WHAT IS NEEDED:
Return every item below word for word, and leave the pictures out.

[Start]

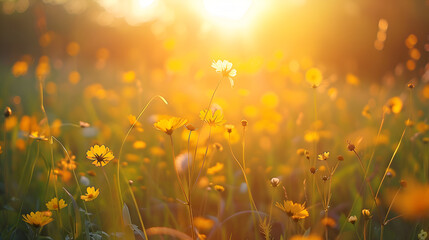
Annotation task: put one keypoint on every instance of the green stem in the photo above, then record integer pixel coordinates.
(125, 138)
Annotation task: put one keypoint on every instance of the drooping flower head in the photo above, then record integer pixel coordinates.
(226, 69)
(212, 118)
(38, 136)
(54, 204)
(90, 195)
(38, 219)
(170, 124)
(323, 157)
(101, 155)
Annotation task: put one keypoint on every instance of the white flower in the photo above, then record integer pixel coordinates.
(225, 68)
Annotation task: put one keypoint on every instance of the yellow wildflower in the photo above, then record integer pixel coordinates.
(170, 124)
(226, 69)
(38, 136)
(394, 105)
(422, 235)
(323, 156)
(137, 125)
(100, 155)
(212, 118)
(91, 194)
(54, 204)
(69, 164)
(309, 237)
(219, 188)
(38, 219)
(215, 169)
(314, 77)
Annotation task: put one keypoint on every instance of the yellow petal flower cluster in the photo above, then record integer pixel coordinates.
(90, 195)
(54, 204)
(212, 118)
(37, 219)
(101, 155)
(226, 69)
(294, 210)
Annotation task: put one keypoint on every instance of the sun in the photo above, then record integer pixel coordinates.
(228, 9)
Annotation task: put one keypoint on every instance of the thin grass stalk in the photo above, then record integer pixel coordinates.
(76, 180)
(390, 162)
(138, 210)
(191, 220)
(252, 202)
(191, 214)
(205, 116)
(125, 138)
(204, 160)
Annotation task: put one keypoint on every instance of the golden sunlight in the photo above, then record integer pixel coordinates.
(228, 9)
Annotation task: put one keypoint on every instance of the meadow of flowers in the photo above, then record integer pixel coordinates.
(141, 127)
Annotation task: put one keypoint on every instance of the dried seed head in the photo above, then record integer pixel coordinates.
(190, 127)
(366, 213)
(7, 112)
(351, 147)
(218, 147)
(352, 219)
(83, 124)
(275, 182)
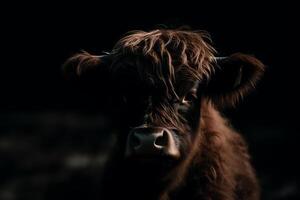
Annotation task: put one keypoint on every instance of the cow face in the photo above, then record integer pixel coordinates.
(156, 81)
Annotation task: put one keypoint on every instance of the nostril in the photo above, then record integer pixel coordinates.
(135, 141)
(162, 140)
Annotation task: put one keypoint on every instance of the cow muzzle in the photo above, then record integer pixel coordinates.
(152, 142)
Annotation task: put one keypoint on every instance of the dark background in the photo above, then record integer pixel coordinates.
(53, 146)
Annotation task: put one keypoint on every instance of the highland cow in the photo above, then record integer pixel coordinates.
(164, 89)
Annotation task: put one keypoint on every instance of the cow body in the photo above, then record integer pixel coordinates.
(172, 142)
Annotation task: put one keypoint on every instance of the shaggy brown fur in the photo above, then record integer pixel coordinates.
(154, 75)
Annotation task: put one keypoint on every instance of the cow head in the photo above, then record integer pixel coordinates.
(155, 82)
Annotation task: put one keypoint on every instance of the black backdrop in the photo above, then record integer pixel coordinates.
(51, 147)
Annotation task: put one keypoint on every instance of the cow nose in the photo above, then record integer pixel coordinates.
(151, 141)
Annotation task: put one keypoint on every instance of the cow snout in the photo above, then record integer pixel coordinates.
(152, 142)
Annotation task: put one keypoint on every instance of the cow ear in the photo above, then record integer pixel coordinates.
(234, 77)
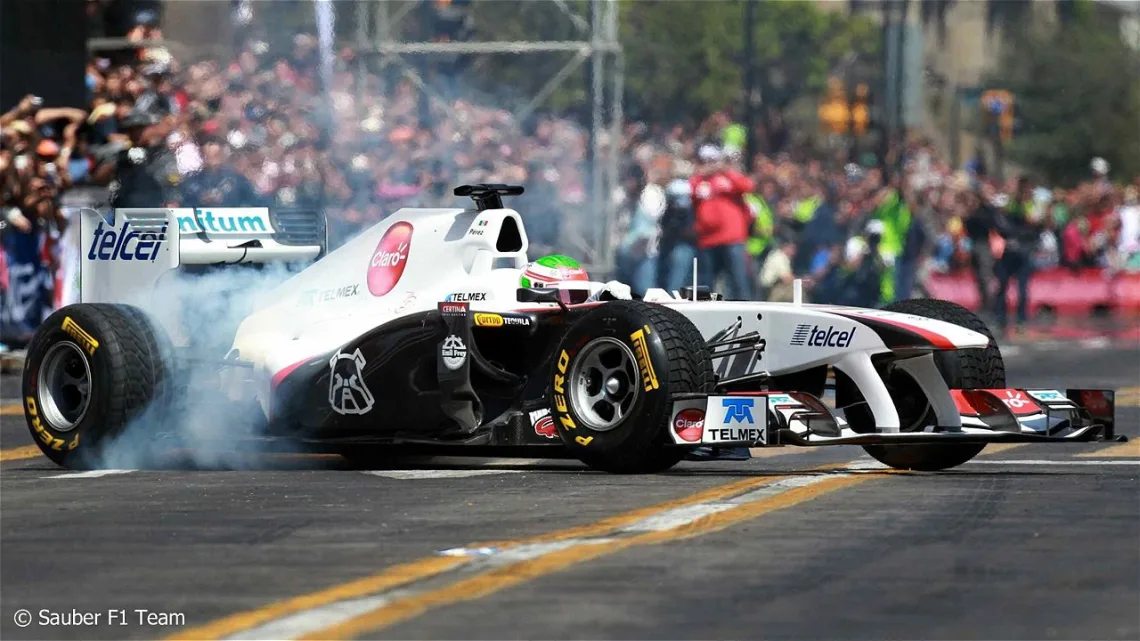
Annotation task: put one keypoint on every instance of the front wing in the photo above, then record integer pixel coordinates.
(996, 415)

[End]

EXERCISE RESPONSE:
Annotation task: put one keypoint on every instance of the green stem in the photo above, then record integer pixel coordinates.
(125, 138)
Annotation task: put one keypoint on every instance of the drooping flower head in the photo above, then record integer pixel coordinates.
(226, 69)
(212, 118)
(38, 136)
(54, 204)
(90, 195)
(38, 219)
(170, 124)
(323, 157)
(101, 155)
Annotation task: put one keypoint on every instance of the white flower in the photo above, then record integer pixel coordinates.
(225, 68)
Annotation task: put one keypoint on every instance of the yellow wildflower in the photo above, then record integer pixel coordinates.
(170, 124)
(226, 69)
(38, 136)
(394, 105)
(422, 235)
(323, 156)
(137, 125)
(100, 155)
(212, 118)
(91, 194)
(54, 204)
(69, 164)
(309, 237)
(219, 188)
(38, 219)
(215, 169)
(314, 77)
Annotation task: put one keypoint on every instance of the yellow petal flower cluster in the photo above, then record integer pixel coordinates.
(90, 195)
(54, 204)
(212, 118)
(37, 219)
(101, 155)
(226, 69)
(294, 210)
Annotation task: put one keypoint on every instance of the sun in the photo above, then record integer pixel coordinates.
(228, 9)
Annotation task: put one keypoint on every instance of the thin grass stalk in the photo above, then record integer pixel coordinates.
(76, 180)
(390, 162)
(138, 210)
(191, 220)
(252, 202)
(191, 214)
(205, 116)
(125, 138)
(204, 160)
Annotation task: put one keypoint on every instance of the golden sunlight in the photo above, then record integer pixel coordinates.
(228, 9)
Annotation task: put one keypoint on every instance of the meadow of flowers in the photo above, then record integer pixel coordinates.
(141, 127)
Annotation task: put one keypoint on every instance of the dried seed head in the photo above, then record integer pixel coordinates.
(190, 127)
(366, 213)
(7, 112)
(351, 147)
(218, 147)
(352, 219)
(83, 124)
(275, 182)
Annotation task: put one keypoint on every instance of the cow face in the photo above, then record integer pixel coordinates.
(156, 81)
Annotation task: put one keypoint on every instance of the nostril in the photo above, then record integer pixel coordinates.
(135, 141)
(162, 140)
Annotation task: put one keypoint on every instance of the cow muzzle in the photo above, then record integer pixel coordinates.
(152, 142)
Annotation task: put one keypoint on every instance of the dark background in the photo above, then record integer pixel coordinates.
(53, 146)
Annotation task: put one keypoint on every instance of the highland cow in the photo above, then record integer pixel coordinates.
(164, 89)
Annotation task: put one keypoint on every instance of the cow body in the photo above, then record integer pixel coordinates.
(172, 142)
Annotation task: put one keypoint on every instance of the shaggy brown fur in the photo above, then record integer pixel coordinates.
(154, 75)
Annotation task: put one keypoint on every instance of the cow head in the photo above, then record integer pixel coordinates.
(155, 82)
Annotation task: put one keypoint on every instance of the black backdrop in the photo above, then record integer pixel coordinates.
(51, 147)
Annotation task: put one keypoint on every instance of the cow nose in the photo above, then record integer pixel coordinates.
(151, 141)
Annotation task: put one keypoint on every instance of the cow snout in the photo above, then record integer pixel coordinates.
(152, 142)
Annotation task: put one keypoint on every instance of the cow ear in the photo above, then record integer pixel coordinates.
(234, 77)
Annotation task: put one keypoint on every instance of the front wing in the photo above, then record integer pixel coordinates.
(996, 415)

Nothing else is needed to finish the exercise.